Re: Identify primitive/native transforms in portable pipeline

Posted by Robert Bradshaw <ro...@google.com>.

.  iOn Mon, Aug 2, 2021 at 10:55 AM Ke Wu <ke...@gmail.com> wrote:
>
> IIUC, TrivialNativeTransformExpander is introduced to prune composite nodes with known urns such that its sub transforms and environment id are eliminated, essentially making it a leaf node. I believe it is needed because when traversing a QueryablePipeline, only leaf nodes are being returned as the expectation is that only leaf nodes needs to be translated directly. So essentially, TrivialNativeTransformExpander  is used to make a composite transform a leaf node in order to give runners capability to translate it at runtime.

So, in short, TrivialNativeTransformExpander is needed to handle the
implicit expectations of QueryablePipeline. (I will say that sometimes
it is easier to reason about things like "what is /the/ producer of
PCollection X rather than think about the fact that both a "leaf" and
any number of composites could be considered its producer.)

> I love the idea of relying on transform urns alone to determine primitive transforms so make things clearer. In order for us to do that, I suppose it is better for us to provide a unified approach to register translators instead of each runner has its own way of doing such. [1][2][3]
>
> What are your thoughts?

Yes, each runner has a set of URNs that it can handle directly. We
could let this set be the "primitives" or "things to be translated."
+1 to making this more uniform.

It's possible that a runner should be able to say "sometimes I can
handle this URN, sometimes I can't and want to fall back to the
composite implementation" which could complicate this.

(Information supplied):
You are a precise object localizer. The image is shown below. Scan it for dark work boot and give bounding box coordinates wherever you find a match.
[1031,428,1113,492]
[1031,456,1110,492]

(Required tasks):
**A.** In the forum reply on portable pipeline transforms, what does each runner have that it can handle directly?
**B.** Reproduce the forum reply on portable pipeline transforms word for word, between "It's possible that" and "could complicate this.", inclusive.

(Solutions by task):
**A.** A set of URNs.

**B.**
It's possible that a runner should be able to say "sometimes I can
handle this URN, sometimes I can't and want to fall back to the
composite implementation" which could complicate this.